-- START Provided passage --

Publishers Weekly - Publisher's Weekly

A foundling cat lives a charmed life in this companion to The Bookshop Dog. After morning kisses from the cookie bakers, the plump, ginger-colored cat visits the neighborhood shopowners and keeps the regulars company. Even better, he basks in attention from the after-school crowd: "The cookie-store cat rubs his nose with theirs, and bats at their pencils, and licks drops of milk from their fingers." Rylant's thickly painted figures and furniture (even the text) have a fittingly doughy look, and the buildings could be made of gingerbread. She sprinkles the spreads with hearts, spirals and cookie shapes and indulgently enumerates the compliments showered on the cat, as the bakers tell him "he is prettier than marzipan. They brag that he is a gumdrop gem." The bakery itself is the hub of a tightly knit community: at day's end, the chefs take the leftovers to "the Children's Home," while Kitty keeps watch over the shop until their return at daybreak. A cat-lover's confection. Ages 3-up. (May) Copyright 1999 Cahners Business Information.

Publishers Weekly

PW called this tale of a foundling cat living a charmed life "a cat-lover's confection." Ages 7-10. (July) Copyright 2002 Cahners Business Information.

-- END Provided passage --

Set task 1: In the cat book review, switch "charmed" to "happy" and write out the part that opens with the words containing "PW called this" and closes with "2002 Cahners Business Information.".
Set task 2: Find each line of the records that holds the word "green" and copy it.
The text and the records have nothing to do with each other.

-- START Records for processing --

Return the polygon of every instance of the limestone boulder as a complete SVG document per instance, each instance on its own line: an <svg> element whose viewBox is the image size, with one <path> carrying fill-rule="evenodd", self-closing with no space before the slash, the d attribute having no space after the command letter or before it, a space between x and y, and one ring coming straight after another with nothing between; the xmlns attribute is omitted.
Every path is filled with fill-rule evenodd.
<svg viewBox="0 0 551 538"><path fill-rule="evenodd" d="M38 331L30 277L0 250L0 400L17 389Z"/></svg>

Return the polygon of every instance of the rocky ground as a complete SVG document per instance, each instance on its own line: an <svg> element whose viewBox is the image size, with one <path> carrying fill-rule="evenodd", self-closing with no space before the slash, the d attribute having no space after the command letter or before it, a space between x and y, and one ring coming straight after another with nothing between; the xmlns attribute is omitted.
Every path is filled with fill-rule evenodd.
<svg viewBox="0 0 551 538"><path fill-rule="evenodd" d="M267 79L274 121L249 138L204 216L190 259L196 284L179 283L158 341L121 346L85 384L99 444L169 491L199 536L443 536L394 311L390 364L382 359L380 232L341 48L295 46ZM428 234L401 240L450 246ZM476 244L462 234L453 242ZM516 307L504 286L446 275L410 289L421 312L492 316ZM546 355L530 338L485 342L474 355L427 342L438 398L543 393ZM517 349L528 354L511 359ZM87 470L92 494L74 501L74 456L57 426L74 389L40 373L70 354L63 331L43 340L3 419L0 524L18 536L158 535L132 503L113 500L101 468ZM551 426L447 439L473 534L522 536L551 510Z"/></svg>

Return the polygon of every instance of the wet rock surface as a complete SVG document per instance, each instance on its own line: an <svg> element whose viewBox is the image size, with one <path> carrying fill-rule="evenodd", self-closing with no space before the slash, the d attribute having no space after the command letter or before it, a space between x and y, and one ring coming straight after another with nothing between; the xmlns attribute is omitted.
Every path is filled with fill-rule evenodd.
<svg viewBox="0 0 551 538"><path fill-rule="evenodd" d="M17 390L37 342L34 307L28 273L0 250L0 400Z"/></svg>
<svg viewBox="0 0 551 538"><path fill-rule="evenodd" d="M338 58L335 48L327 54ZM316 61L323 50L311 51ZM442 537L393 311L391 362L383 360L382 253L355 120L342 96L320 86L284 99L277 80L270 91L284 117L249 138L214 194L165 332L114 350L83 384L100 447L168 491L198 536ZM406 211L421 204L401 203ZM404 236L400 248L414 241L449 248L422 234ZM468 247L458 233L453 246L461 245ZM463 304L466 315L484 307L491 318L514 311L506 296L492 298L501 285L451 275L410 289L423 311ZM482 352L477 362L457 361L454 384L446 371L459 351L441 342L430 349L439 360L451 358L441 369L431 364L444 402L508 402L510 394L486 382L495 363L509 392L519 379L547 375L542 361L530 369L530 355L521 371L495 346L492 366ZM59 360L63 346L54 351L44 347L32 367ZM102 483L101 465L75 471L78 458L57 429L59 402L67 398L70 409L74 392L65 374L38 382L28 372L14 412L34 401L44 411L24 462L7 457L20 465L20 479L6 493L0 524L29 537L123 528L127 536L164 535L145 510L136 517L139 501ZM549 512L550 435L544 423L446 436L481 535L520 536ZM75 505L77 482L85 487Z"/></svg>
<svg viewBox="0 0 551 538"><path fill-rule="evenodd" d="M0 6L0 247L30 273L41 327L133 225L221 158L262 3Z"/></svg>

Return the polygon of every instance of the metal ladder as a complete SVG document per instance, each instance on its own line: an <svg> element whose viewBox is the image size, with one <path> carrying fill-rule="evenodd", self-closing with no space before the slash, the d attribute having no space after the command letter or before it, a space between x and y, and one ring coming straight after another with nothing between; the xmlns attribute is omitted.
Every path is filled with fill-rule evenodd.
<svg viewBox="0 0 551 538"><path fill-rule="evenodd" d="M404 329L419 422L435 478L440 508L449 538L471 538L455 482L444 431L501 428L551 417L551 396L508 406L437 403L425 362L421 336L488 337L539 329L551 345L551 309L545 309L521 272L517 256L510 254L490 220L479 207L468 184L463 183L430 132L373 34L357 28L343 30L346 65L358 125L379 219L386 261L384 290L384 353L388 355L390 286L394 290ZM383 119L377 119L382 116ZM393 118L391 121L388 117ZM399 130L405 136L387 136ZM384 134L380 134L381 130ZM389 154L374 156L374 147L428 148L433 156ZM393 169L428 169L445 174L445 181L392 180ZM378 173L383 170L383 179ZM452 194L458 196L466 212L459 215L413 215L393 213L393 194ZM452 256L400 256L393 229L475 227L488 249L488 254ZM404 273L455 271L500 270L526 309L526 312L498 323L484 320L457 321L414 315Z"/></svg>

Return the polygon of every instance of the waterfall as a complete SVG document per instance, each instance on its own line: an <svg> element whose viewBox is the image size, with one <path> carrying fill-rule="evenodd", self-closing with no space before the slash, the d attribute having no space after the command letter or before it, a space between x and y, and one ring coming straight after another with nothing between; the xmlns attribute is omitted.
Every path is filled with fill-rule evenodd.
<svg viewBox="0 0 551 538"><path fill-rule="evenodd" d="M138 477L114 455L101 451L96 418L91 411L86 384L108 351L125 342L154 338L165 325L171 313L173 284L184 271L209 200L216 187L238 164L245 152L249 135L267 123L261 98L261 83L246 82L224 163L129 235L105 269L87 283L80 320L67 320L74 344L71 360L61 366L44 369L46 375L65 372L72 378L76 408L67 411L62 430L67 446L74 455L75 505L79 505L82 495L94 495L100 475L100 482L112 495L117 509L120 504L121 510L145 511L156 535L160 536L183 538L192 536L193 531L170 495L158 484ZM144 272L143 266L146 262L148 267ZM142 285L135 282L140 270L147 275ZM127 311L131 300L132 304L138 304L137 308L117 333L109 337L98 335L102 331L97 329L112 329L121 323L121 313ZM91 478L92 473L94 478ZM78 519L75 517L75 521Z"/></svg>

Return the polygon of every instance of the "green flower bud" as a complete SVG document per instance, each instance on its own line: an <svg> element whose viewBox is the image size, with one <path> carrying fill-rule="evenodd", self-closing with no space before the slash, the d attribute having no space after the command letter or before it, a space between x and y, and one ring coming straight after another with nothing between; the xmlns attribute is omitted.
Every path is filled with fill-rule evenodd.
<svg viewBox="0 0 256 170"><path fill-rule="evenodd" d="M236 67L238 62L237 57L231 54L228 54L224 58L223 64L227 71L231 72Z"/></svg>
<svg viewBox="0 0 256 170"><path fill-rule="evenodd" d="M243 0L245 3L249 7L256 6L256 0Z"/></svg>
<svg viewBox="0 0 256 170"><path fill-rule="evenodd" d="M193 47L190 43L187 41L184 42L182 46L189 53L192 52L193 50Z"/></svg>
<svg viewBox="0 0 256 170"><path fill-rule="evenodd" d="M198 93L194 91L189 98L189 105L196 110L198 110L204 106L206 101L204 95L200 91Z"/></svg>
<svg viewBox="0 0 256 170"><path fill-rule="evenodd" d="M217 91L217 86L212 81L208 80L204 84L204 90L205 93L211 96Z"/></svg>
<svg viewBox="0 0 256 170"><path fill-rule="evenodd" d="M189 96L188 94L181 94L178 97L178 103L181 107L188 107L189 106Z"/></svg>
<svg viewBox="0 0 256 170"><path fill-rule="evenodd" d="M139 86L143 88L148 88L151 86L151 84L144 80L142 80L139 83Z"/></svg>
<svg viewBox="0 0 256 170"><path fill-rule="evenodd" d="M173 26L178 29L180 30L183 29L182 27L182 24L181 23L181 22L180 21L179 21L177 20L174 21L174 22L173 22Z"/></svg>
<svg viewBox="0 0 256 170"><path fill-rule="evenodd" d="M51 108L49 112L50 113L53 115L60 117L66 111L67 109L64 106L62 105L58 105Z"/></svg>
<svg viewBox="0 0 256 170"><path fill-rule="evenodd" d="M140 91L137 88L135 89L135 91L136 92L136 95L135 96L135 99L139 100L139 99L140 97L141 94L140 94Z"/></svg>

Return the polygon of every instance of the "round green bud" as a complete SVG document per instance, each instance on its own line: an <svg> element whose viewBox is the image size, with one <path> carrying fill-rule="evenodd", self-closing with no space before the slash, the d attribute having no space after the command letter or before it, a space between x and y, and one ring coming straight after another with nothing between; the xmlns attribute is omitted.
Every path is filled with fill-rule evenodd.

-- END Records for processing --

Expected answer 1:
PW called this tale of a foundling cat living a happy life "a cat-lover's confection." Ages 7-10. (July) Copyright 2002 Cahners Business Information.

Expected answer 2:
Return the polygon of every instance of the "green flower bud" as a complete SVG document per instance, each instance on its own line: an <svg> element whose viewBox is the image size, with one <path> carrying fill-rule="evenodd", self-closing with no space before the slash, the d attribute having no space after the command letter or before it, a space between x and y, and one ring coming straight after another with nothing between; the xmlns attribute is omitted.
Return the polygon of every instance of the "round green bud" as a complete SVG document per instance, each instance on its own line: an <svg> element whose viewBox is the image size, with one <path> carrying fill-rule="evenodd", self-closing with no space before the slash, the d attribute having no space after the command letter or before it, a space between x and y, and one ring coming straight after another with nothing between; the xmlns attribute is omitted.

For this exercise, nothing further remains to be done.